(EXCERPTED TEXT Opens)

Origins of EFT
EFT was introduced in 1995 by Gary Craig, a Stanford Engineering graduate in lifelong pursuit of personal well-being.
“I have been intensely interested in personal improvement via psychology since my age 13. That was when I recognised that the quality of my thoughts was mirrored in the quality of my life. Since then I have been self taught in this field, seeking only those procedures that, in my opinion, produced results. EFT is my latest finding, the core of which I learned from Dr. Roger Callahan. I also have high regard for Neuro Linguistic Programming (NLP) in which I am a Certified Master Practitioner.”
“I’ve been doing energy healing work since 1991 and my jaw still drops at the results. I’ve lost count of the number of phobias, panic/anxiety attacks, traumatic memories, guilt, grief and physical ailments that have been elegantly relieved (often in minutes) by this procedure. Even though EFT violates just about every conventional belief out there, the results remain remarkable. EFT isn’t perfect, of course. We don’t get 100%. But it usually works well and the results are sometimes spectacular. It often works where nothing else will.”
Gary Craig, Founder of EFT
Gary Craig is neither a psychologist nor a licensed therapist. He is an ordained minister through the Universal Church of God in Southern California, which is non-denominational and embraces all religions. He is a dedicated student of A Course in Miracles, and approaches his work with a decidedly spiritual perspective. There is no specific spiritual teaching connected to EFT, although concepts of love, understanding, acceptance and ultimately a form of forgiveness (as in understanding acknowledgement and release) underlie any deeper work. EFT, when applied correctly and skillfully, is also an astonishingly kind and gentle therapy.
Gary was a student of Thought Field Therapy (TFT) with the late Dr Roger Callaghan. EFT evolved as a simplification of TFT that could easily be shared for self-help. Gary made it freely available to all via his website emofree.com, where anyone could download a 60-page manual in e-book format and buy very affordable, detailed and extensive first CD-, then DVD-format video training. A popular email newsletter delivered fresh articles twice weekly providing information about new uses for EFT with examples of how it was being used by anyone from MDs and psychiatrists to lay people. This provided a platform for a strong, sharing, bottom-up movement (whereas Eye Movement Desensitising and Reprocessing – EMDR, which started around the same time, used a strict, health professionals only top-down approach). Within years, health professionals and academics, such as Dr David Feinstein and later Dr Peta Stapleton, started publishing research papers, because they realised the potential of this technique and wanted to share information about it with colleagues for the benefit of people all over the world.
Fast forward to 2023, where we are now reaching the tipping point, with hundreds of papers published in peer-reviewed journals, 29 of which meta-analyses or systematic review, 99%+ of which finding EFT effective. A clear evidence base for EFT for PTSD, stress management, anxiety, depression and other conditions continues to emerge, with EFT on the cusp of change to formal recognition as an evidence-based therapy, as is the case for EMDR.

(EXCERPTED TEXT Closes)
(MATERIAL SUPPLIED Opens)

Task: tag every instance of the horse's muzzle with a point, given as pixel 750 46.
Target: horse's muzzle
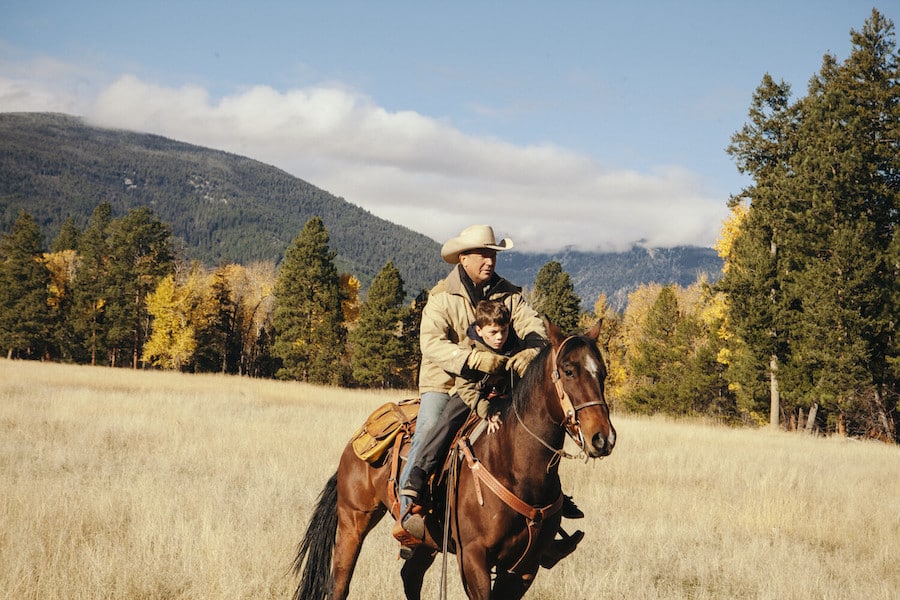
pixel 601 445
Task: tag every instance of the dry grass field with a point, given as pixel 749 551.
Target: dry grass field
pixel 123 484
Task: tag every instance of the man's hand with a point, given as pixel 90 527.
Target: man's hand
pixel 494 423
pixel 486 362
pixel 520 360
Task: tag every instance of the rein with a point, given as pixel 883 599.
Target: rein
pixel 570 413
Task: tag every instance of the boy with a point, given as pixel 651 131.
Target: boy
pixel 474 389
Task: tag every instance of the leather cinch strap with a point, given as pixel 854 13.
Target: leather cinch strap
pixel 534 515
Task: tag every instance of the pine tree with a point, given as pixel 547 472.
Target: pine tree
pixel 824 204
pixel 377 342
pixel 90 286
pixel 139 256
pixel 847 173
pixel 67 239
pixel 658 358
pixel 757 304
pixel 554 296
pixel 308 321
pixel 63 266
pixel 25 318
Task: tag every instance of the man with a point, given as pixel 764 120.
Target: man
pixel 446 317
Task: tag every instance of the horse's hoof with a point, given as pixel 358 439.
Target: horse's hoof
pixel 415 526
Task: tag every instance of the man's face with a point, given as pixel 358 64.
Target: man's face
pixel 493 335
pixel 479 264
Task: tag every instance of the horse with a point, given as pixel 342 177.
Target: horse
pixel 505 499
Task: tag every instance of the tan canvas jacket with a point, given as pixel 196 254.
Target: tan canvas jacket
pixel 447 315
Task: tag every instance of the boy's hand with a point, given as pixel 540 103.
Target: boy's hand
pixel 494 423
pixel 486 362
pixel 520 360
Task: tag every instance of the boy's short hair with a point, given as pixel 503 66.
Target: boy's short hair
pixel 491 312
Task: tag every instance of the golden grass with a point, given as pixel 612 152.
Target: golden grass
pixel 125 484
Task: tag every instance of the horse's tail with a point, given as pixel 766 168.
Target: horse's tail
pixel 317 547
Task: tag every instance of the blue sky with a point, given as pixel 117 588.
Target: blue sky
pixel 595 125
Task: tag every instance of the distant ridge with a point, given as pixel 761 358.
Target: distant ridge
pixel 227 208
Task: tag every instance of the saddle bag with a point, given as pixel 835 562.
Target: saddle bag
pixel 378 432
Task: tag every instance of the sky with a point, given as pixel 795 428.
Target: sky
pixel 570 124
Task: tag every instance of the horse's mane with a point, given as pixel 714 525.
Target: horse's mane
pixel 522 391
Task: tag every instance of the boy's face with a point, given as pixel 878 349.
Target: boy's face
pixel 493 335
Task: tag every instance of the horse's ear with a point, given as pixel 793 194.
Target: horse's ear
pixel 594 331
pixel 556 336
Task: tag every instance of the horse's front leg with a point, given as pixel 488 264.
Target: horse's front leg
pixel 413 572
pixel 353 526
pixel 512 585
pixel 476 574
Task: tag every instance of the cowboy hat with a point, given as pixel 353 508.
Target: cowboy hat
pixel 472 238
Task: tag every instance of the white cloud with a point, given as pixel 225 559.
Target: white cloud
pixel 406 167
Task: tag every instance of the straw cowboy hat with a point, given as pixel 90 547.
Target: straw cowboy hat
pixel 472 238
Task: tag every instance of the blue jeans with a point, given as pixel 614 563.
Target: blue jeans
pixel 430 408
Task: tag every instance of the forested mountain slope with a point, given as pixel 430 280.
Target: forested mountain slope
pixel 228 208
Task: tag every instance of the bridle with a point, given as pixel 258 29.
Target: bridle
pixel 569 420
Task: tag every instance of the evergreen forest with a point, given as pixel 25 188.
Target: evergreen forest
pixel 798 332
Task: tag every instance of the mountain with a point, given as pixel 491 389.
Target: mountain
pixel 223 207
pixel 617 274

(MATERIAL SUPPLIED Closes)

→ TASK ITEM:
From the text on the origins of EFT, list every problem that the quoted passage beginning "I've been doing energy healing work since 1991" says has been relieved by the procedure.

→ REPLY TO THE TASK:
- phobias
- panic/anxiety attacks
- traumatic memories
- guilt
- grief
- physical ailments